> _Written problem_
Collect every line in the records below that contains the word "does", and copy each of those lines in full.

+++ Dataset rows

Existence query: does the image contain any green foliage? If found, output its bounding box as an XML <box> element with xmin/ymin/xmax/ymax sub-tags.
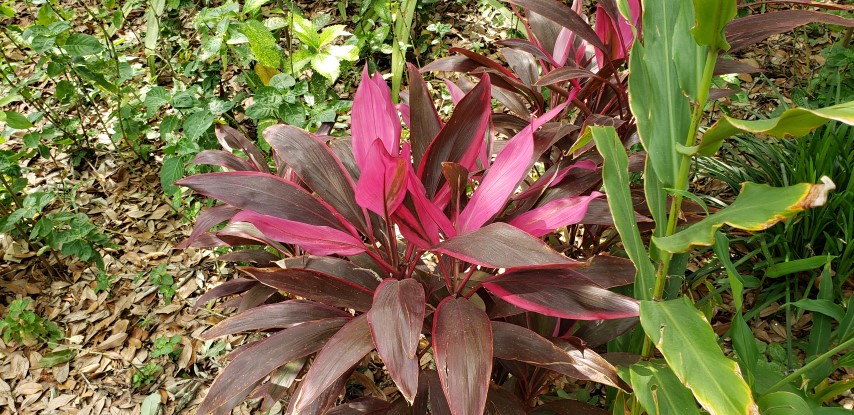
<box><xmin>151</xmin><ymin>334</ymin><xmax>182</xmax><ymax>360</ymax></box>
<box><xmin>131</xmin><ymin>362</ymin><xmax>163</xmax><ymax>389</ymax></box>
<box><xmin>0</xmin><ymin>298</ymin><xmax>64</xmax><ymax>346</ymax></box>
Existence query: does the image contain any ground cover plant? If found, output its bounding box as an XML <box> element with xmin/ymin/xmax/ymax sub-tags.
<box><xmin>0</xmin><ymin>0</ymin><xmax>854</xmax><ymax>415</ymax></box>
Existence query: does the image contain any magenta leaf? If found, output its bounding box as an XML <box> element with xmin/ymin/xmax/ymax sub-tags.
<box><xmin>510</xmin><ymin>192</ymin><xmax>604</xmax><ymax>237</ymax></box>
<box><xmin>492</xmin><ymin>321</ymin><xmax>631</xmax><ymax>390</ymax></box>
<box><xmin>175</xmin><ymin>172</ymin><xmax>347</xmax><ymax>231</ymax></box>
<box><xmin>433</xmin><ymin>297</ymin><xmax>493</xmax><ymax>415</ymax></box>
<box><xmin>231</xmin><ymin>210</ymin><xmax>365</xmax><ymax>256</ymax></box>
<box><xmin>214</xmin><ymin>124</ymin><xmax>270</xmax><ymax>173</ymax></box>
<box><xmin>198</xmin><ymin>318</ymin><xmax>350</xmax><ymax>414</ymax></box>
<box><xmin>367</xmin><ymin>278</ymin><xmax>425</xmax><ymax>403</ymax></box>
<box><xmin>418</xmin><ymin>75</ymin><xmax>492</xmax><ymax>199</ymax></box>
<box><xmin>241</xmin><ymin>267</ymin><xmax>374</xmax><ymax>311</ymax></box>
<box><xmin>457</xmin><ymin>103</ymin><xmax>565</xmax><ymax>233</ymax></box>
<box><xmin>293</xmin><ymin>314</ymin><xmax>374</xmax><ymax>414</ymax></box>
<box><xmin>264</xmin><ymin>124</ymin><xmax>367</xmax><ymax>233</ymax></box>
<box><xmin>201</xmin><ymin>300</ymin><xmax>350</xmax><ymax>340</ymax></box>
<box><xmin>354</xmin><ymin>139</ymin><xmax>411</xmax><ymax>218</ymax></box>
<box><xmin>434</xmin><ymin>222</ymin><xmax>582</xmax><ymax>268</ymax></box>
<box><xmin>483</xmin><ymin>266</ymin><xmax>638</xmax><ymax>320</ymax></box>
<box><xmin>350</xmin><ymin>66</ymin><xmax>400</xmax><ymax>170</ymax></box>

++++++

> _Complete response_
Existence query: does the image contain any green foliage? If found, output its bounding box as an XML <box> element with xmin/ymin/xmax/ymax sub-tags.
Existence query: does the image contain any ground cover plant? If found, output its bounding box as an XML <box> element with xmin/ymin/xmax/ymax sub-tags.
Existence query: does the image contain any magenta leaf? If found, output its bounding box as an XML <box> element with xmin/ymin/xmax/ymax sub-tags.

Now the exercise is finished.